> _AIM OF THE EXERCISE_
Express everything below, from the line containing "For the pointing benchmark, tag the woman's lips" down to the end of the material, as a JSON list of strings with one string per line, blank lines omitted.

> _LISTING_
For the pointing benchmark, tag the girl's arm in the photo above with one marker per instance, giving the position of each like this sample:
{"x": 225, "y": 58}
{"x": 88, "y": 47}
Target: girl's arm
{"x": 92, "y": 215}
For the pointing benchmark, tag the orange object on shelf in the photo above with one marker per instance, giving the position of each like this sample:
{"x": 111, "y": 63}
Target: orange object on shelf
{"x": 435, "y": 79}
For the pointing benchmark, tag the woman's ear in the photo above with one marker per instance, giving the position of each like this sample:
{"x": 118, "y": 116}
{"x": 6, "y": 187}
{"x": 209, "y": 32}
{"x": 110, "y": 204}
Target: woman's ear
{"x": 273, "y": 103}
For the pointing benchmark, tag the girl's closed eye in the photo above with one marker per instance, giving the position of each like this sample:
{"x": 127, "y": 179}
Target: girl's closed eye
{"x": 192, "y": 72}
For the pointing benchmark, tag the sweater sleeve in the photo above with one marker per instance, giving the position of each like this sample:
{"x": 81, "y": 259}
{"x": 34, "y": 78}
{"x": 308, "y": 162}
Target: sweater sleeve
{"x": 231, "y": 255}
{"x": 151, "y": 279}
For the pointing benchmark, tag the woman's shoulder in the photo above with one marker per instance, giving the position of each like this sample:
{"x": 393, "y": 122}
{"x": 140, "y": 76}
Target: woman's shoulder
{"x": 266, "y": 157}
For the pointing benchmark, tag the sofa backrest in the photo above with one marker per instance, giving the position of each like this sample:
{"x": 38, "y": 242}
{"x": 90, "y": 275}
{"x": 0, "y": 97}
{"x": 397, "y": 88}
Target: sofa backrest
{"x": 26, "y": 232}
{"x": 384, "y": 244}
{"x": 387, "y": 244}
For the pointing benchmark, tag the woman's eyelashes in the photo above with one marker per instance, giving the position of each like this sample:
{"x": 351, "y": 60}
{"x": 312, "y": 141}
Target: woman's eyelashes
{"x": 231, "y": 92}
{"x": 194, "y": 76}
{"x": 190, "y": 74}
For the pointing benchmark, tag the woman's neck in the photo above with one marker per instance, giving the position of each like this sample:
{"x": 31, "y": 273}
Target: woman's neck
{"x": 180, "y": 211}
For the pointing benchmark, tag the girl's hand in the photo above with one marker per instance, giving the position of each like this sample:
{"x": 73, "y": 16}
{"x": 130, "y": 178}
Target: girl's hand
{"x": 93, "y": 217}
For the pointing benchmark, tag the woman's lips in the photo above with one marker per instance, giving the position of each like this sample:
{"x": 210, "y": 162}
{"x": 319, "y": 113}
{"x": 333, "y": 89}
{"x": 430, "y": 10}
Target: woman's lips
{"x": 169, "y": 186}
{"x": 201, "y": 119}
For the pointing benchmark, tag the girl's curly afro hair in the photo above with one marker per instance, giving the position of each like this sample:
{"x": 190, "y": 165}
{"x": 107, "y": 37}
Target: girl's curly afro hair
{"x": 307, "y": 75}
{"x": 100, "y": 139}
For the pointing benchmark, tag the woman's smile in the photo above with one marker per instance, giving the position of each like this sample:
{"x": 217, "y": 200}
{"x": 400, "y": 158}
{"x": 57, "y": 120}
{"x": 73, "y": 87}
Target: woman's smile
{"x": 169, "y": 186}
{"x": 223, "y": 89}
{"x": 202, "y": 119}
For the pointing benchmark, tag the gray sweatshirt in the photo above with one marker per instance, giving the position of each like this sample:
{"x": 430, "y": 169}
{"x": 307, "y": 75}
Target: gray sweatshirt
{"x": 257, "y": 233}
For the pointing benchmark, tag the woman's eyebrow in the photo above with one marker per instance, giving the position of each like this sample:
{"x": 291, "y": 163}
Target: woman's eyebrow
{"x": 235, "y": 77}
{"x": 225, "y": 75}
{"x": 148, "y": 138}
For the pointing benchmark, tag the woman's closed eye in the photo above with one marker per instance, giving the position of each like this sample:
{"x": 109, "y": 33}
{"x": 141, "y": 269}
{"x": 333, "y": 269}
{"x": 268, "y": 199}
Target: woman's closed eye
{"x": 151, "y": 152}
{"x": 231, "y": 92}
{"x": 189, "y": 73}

> _OUTPUT OF THE TASK_
[
  "For the pointing benchmark, tag the woman's lips in the photo above with one marker per instance, giving the position of each like this sample:",
  "{\"x\": 210, \"y\": 162}",
  "{\"x\": 319, \"y\": 113}",
  "{\"x\": 333, \"y\": 89}",
  "{\"x\": 430, \"y\": 10}",
  "Target: woman's lips",
  "{\"x\": 169, \"y\": 186}",
  "{\"x\": 201, \"y\": 119}",
  "For the pointing benchmark, tag the girl's curly afro hair in the photo above with one marker per instance, giving the position of each like this sample:",
  "{\"x\": 190, \"y\": 165}",
  "{\"x\": 107, \"y\": 37}",
  "Target: girl's curly afro hair",
  "{\"x\": 307, \"y\": 75}",
  "{\"x\": 100, \"y\": 139}",
  "For the pointing benchmark, tag the woman's smile in the photo above with one marker per instance, giving the position of each like this sample:",
  "{\"x\": 217, \"y\": 200}",
  "{\"x\": 400, \"y\": 158}",
  "{\"x\": 57, \"y\": 120}",
  "{\"x\": 73, \"y\": 87}",
  "Target: woman's smile",
  "{\"x\": 169, \"y\": 186}",
  "{\"x\": 223, \"y\": 89}",
  "{\"x\": 202, \"y\": 119}",
  "For the pointing benchmark, tag the gray sweatshirt in the photo above with one marker per instance, giving the position of each like this sample:",
  "{\"x\": 430, \"y\": 169}",
  "{\"x\": 307, \"y\": 75}",
  "Target: gray sweatshirt",
  "{\"x\": 257, \"y\": 233}",
  "For the pointing benchmark, tag the woman's eyebrow in the photo above with one marker per instance, giving the position of each like this sample:",
  "{\"x\": 291, \"y\": 163}",
  "Target: woman's eyebrow",
  "{\"x\": 235, \"y\": 77}",
  "{\"x\": 225, \"y\": 75}",
  "{\"x\": 148, \"y\": 138}",
  "For the pointing benchmark, tag the woman's closed eye in the photo above with one marker per instance, giving the position of each like this sample:",
  "{\"x\": 109, \"y\": 33}",
  "{\"x\": 141, \"y\": 269}",
  "{\"x\": 333, \"y\": 269}",
  "{\"x\": 268, \"y\": 199}",
  "Target: woman's closed eye",
  "{\"x\": 151, \"y\": 152}",
  "{\"x\": 231, \"y\": 92}",
  "{\"x\": 189, \"y\": 73}"
]